====== RECORDS PROVIDED ======

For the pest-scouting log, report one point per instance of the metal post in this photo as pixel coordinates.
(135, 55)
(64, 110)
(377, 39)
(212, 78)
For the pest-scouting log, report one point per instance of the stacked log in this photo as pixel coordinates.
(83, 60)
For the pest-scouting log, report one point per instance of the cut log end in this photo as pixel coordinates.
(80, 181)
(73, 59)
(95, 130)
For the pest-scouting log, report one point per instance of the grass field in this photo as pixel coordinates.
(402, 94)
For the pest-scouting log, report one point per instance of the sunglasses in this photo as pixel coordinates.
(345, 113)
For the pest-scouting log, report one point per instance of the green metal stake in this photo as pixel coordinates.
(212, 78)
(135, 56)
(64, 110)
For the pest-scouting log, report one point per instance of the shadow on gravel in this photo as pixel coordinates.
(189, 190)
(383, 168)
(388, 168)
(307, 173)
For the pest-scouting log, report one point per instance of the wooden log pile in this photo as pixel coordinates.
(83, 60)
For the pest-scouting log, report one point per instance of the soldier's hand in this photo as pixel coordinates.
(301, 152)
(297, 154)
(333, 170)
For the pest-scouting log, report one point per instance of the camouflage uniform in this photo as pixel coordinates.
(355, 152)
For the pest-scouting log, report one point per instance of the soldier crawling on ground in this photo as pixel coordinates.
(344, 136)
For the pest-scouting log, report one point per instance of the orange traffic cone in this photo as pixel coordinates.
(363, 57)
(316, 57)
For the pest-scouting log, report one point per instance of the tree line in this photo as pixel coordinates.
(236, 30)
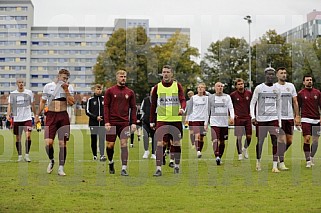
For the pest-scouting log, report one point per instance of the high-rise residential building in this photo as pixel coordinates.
(310, 30)
(37, 53)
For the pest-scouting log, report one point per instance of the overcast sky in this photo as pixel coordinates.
(209, 20)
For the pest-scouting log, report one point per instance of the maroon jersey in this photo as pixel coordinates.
(117, 102)
(309, 103)
(241, 103)
(154, 96)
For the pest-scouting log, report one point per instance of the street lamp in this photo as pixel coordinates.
(249, 21)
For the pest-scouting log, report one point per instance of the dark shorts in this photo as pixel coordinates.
(174, 130)
(197, 127)
(310, 129)
(18, 127)
(287, 127)
(220, 133)
(57, 122)
(122, 130)
(242, 126)
(263, 128)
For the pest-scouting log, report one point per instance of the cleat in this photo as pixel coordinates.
(245, 153)
(308, 164)
(258, 166)
(176, 170)
(240, 157)
(146, 154)
(171, 164)
(158, 173)
(50, 166)
(282, 167)
(218, 161)
(153, 156)
(61, 172)
(199, 154)
(111, 168)
(123, 172)
(103, 158)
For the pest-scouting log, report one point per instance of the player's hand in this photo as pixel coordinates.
(107, 126)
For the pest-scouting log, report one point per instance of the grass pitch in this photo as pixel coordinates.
(201, 186)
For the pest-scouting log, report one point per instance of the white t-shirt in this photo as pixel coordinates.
(49, 89)
(267, 101)
(287, 93)
(197, 109)
(21, 105)
(220, 107)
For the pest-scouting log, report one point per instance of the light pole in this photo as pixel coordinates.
(249, 21)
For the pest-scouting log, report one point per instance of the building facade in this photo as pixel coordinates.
(37, 53)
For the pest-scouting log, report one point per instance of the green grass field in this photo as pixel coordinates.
(202, 186)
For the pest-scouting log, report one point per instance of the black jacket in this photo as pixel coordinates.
(94, 108)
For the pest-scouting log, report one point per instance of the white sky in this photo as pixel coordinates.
(209, 20)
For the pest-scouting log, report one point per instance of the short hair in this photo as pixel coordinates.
(238, 80)
(64, 71)
(307, 76)
(280, 68)
(121, 72)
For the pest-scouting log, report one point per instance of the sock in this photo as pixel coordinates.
(124, 155)
(306, 149)
(62, 155)
(18, 147)
(50, 151)
(28, 145)
(110, 153)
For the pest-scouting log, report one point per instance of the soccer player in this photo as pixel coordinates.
(220, 107)
(241, 99)
(95, 112)
(289, 103)
(197, 113)
(309, 100)
(149, 132)
(266, 116)
(169, 101)
(57, 95)
(118, 101)
(20, 103)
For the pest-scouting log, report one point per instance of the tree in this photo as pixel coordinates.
(225, 61)
(178, 53)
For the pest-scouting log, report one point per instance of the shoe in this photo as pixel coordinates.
(218, 161)
(312, 161)
(199, 154)
(61, 171)
(245, 153)
(240, 157)
(282, 167)
(111, 168)
(27, 159)
(123, 172)
(146, 154)
(308, 164)
(158, 173)
(50, 166)
(258, 166)
(103, 158)
(176, 170)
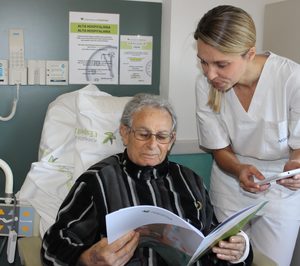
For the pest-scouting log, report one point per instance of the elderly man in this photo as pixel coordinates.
(141, 175)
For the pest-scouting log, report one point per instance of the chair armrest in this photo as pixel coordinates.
(260, 259)
(29, 250)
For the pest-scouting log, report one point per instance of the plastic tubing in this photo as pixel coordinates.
(8, 181)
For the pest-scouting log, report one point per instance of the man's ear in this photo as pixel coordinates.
(172, 141)
(124, 132)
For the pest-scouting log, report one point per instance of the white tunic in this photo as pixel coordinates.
(263, 136)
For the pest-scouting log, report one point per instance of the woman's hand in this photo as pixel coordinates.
(117, 253)
(293, 182)
(231, 250)
(246, 177)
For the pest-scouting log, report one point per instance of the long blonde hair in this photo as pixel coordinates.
(230, 30)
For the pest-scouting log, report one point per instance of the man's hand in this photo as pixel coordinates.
(117, 253)
(231, 250)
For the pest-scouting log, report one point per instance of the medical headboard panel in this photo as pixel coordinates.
(46, 27)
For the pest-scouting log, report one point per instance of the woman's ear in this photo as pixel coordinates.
(251, 53)
(124, 132)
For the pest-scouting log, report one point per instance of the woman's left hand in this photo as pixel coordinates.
(231, 250)
(292, 183)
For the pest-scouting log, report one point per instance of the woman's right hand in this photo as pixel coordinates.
(117, 253)
(246, 178)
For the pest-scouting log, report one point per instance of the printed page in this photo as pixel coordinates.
(171, 236)
(229, 227)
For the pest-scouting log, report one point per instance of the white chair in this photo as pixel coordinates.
(80, 129)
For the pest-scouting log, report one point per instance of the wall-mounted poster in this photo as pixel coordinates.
(136, 59)
(93, 48)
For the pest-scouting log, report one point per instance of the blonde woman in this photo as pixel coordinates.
(248, 115)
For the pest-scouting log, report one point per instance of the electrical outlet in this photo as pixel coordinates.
(26, 220)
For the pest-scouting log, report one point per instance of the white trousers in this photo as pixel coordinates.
(276, 238)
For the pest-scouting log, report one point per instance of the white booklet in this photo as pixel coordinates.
(177, 241)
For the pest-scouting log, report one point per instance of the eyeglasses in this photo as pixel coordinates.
(144, 135)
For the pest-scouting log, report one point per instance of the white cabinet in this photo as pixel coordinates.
(282, 29)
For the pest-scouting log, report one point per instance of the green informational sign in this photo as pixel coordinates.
(46, 37)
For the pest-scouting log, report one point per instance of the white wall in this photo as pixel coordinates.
(179, 63)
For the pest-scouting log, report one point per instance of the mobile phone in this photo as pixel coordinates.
(279, 176)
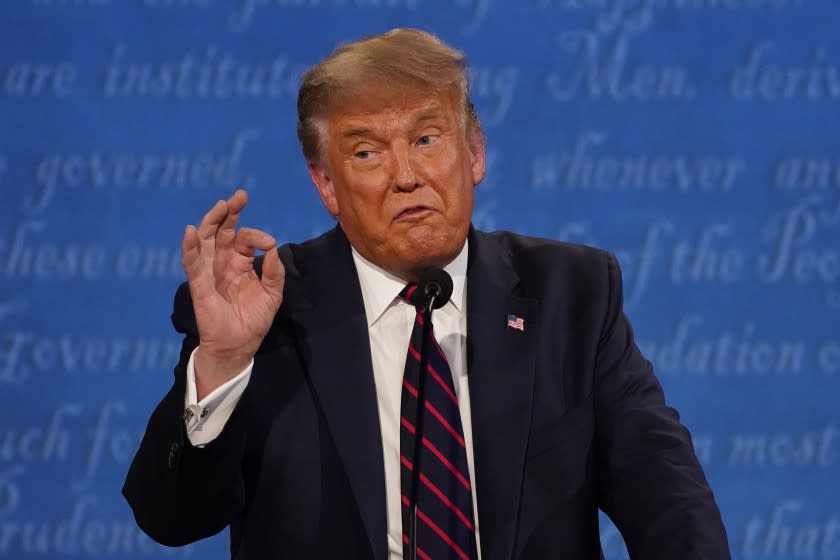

======

▸ PROBLEM STATEMENT
Update the items from the line containing "chair in this photo as pixel coordinates." through the end of the items, changing "pest-scouting log" to "site survey" and keeping everything else unchanged. Leave the pictures out of your answer.

▸ PROBLEM SOLUTION
For the site survey, report one point per instance of the white chair in this photo as pixel coordinates.
(80, 129)
For the site survey, report one point per instance of the wall-mounted poster in this photo as pixel coordinates.
(136, 59)
(93, 48)
For the site survey, report one point per instance of the blonde woman in this photo as pixel coordinates.
(248, 115)
For the site survey, report one point per instance of the electrical outlet in this photo as pixel coordinates.
(26, 220)
For the site survey, report one point per instance of the white trousers in this photo as pixel coordinates.
(276, 238)
For the site survey, report one point per instance of the white booklet in this photo as pixel coordinates.
(177, 241)
For the site survey, report one point per instance of the eyeglasses in this photo as pixel coordinates.
(144, 135)
For the site survey, report one point per instance of the white cabinet in this photo as pixel coordinates.
(282, 29)
For the site survey, report one point per instance of the green informational sign in this photo as pixel coordinates.
(46, 37)
For the site survey, report one point per instance of the white wall in this photo as pixel coordinates.
(179, 63)
For the site survey, report one point per instance of the mobile phone in this photo as pixel coordinates.
(279, 176)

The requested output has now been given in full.